» **Source document**
=======
Pages

Friday 6 July 2012

Interview with Phil Elbourne

WHAT DOES YOUR SCREEN SMELL LIKE?

INTERVIEW WITH ARTIST PHIL ELBOURNE




As I interview Phil, he is wrapping torn strips of canvas around books.
I have heard you say when asked to describe yourself; that you reply, ‘I am a painter’, and then apologise. Is this true?
It is, because, I think that’s where painting is at the moment. It’s that a painting is always about painting. It is always a painting of a painting. So it always has that self awareness. I think to be a painter you have to have that same self awareness, a self depreciation – to say I know that this is out moded, it is irrelevant but I am still going to do it.
Is there a place for painting anymore?
Yeah. Well like I say....
We are interrupted by the loud ringing of someones mobile phone. Phil walks over to where the sound is coming from. A silence falls. He walks back. ‘ I smashed it’, he says.
I re-ask the question: Is there a place for painting anymore?
I think it is really interesting that when you look at the history of human civilization, there’s like painting. Painting is one of the oldest things that sort of like, when we became humans we started painting and it’s really interesting that at the same time we became humans when we discovered fire. I think there is a really interesting analogy to be made, because we still use fire and you know, but we use it in a more controlled way. So for example your gas fire, hob; to light it you turn on a switch. When you light it, it becomes fire, but it is controlled. And I think painting is something similar. Then there is this thing of sitting around the camp fire and it’s really beautiful to just watch the fire as fire. I think there is something about that in painting. It is so old; it is something that has been with us since we were aware of our situation as humans and it will never stop being relevant.
=======
Recorded data:
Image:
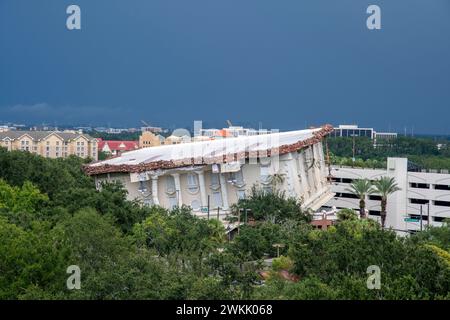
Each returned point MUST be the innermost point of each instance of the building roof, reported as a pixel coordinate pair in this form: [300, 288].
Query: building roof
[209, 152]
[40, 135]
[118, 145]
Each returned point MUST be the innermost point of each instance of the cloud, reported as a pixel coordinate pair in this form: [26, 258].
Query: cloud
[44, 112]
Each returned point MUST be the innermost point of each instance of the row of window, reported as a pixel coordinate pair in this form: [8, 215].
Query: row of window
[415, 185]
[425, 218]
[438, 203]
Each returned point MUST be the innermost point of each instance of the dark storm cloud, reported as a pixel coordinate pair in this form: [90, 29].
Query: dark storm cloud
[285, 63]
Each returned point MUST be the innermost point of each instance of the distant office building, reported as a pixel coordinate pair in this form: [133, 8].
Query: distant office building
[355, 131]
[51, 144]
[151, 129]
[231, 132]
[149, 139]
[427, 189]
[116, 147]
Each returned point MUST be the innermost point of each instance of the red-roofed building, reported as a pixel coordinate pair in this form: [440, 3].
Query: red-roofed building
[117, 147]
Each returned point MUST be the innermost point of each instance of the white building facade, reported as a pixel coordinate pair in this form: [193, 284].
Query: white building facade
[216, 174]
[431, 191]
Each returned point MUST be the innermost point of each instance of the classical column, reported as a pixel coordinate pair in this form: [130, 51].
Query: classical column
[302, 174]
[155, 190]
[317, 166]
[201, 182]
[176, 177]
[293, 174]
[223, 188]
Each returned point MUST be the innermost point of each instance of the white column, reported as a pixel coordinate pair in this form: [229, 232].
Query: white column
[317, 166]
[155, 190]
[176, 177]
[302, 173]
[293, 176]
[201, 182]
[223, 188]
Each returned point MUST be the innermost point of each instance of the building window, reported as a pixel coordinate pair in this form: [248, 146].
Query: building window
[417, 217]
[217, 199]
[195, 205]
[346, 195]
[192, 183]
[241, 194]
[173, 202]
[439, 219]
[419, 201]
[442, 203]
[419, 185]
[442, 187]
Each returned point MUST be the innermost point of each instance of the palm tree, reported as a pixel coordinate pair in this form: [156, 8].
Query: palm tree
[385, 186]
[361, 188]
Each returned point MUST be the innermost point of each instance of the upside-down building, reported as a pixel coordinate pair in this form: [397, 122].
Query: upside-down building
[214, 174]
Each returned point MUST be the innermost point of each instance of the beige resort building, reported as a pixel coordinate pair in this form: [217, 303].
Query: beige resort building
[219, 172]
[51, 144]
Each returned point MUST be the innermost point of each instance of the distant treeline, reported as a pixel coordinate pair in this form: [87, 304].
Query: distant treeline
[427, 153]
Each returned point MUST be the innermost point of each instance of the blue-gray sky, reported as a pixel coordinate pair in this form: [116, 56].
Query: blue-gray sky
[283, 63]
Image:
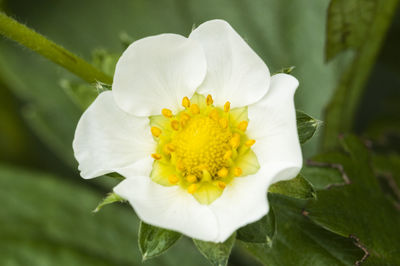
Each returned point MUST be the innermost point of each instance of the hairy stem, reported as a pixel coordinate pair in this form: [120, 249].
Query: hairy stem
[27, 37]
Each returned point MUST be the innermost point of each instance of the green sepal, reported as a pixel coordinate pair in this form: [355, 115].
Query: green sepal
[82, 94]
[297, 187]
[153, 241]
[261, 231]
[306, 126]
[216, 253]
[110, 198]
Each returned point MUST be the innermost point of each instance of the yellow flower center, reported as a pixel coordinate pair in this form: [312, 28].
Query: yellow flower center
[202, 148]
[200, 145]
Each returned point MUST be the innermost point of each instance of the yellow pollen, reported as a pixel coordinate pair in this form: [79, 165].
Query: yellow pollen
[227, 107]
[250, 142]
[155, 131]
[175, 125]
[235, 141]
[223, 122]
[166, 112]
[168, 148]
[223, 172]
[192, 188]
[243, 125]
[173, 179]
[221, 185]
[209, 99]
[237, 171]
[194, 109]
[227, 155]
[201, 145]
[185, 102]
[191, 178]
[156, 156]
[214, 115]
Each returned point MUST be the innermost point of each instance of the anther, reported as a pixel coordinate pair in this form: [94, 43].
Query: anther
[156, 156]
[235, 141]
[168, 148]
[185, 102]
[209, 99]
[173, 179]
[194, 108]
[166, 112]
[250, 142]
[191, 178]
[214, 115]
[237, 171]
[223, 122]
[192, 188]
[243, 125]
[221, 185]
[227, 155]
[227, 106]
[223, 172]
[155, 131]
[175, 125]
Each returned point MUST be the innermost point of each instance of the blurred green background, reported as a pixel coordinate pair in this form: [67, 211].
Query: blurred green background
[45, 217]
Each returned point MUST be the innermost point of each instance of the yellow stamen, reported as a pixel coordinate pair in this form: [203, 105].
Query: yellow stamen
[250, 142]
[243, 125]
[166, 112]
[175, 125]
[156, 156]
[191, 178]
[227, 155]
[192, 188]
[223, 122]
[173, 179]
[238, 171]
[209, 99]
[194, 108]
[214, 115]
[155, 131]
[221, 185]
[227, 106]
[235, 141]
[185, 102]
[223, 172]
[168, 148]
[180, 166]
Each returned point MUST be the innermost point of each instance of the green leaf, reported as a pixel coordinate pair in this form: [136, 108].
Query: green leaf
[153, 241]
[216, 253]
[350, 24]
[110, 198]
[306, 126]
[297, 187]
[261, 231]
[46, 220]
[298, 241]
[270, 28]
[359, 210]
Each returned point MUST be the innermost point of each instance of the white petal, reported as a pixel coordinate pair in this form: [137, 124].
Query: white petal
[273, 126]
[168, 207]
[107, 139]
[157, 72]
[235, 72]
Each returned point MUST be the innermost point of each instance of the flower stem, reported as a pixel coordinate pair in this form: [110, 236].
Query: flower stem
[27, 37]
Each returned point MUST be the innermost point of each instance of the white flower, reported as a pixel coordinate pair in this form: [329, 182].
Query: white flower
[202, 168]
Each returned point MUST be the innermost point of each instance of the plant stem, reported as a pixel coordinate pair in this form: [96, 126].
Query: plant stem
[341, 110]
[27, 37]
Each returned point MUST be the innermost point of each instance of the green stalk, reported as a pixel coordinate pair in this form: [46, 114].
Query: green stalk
=======
» **Actions to take**
[1] In the interview with Phil Elbourne, what is he doing while he is being interviewed?
[2] Please translate this sentence from the interview with Phil Elbourne into Spanish: "It is always a painting of a painting."
[3] Carry the interview with Phil Elbourne forward from its last sentence.

» **Results for the exercise**
[1] He is wrapping torn strips of canvas around books.

[2] Siempre es una pintura de una pintura.

[3]
So you feel painting is much more controlled now. Are you a control freak?
Phil laughs, ‘Yeah’, laughs, ‘No’. It is about how much you control isn’t it? And it’s about how much you appear to be in control.
So do you switch it on and off like the hob?
Yeah? Yeah!
Is that how you feel when you are painting- that you are switching it on?
No, it is more like you know when you light a bonfire and you are in control of it, but it is raw and it’s like there, but you have put rocks around it to keep it in. It’s that sort of thing. But the real thing about painting or it can be; is it is all about control. Isn’t it?
For you it is.
It is about how much you give. But for me also –when you have made a painting, you don’t control it anymore. As soon as you step away from it you are no longer in control. It is the viewer who is in control.
I nod in agreement.
It’s like I was reading about icons, Catholic, Orthodox icons. The painter when they finish the painting, they’ve spend ages on it, months on it. It is beautiful, like gold leaf, all the pigments, everything is perfect. And then as soon as they finish it they put it on the wall and make sure they are the first person to worship it.
And it is that kind of thing as an artist, that you make a painting and then you are the first viewer of that painting.
It is really exciting I think.
Your practice also involves video and 3D work.....
Here the recording is accidently switched off, although our conversation carries on unrecorded...until finally I ask.
‘So what does your screen smell like?’
Phil takes his phone out of his trousers and gives a small sniff.
‘Pocket’, he says.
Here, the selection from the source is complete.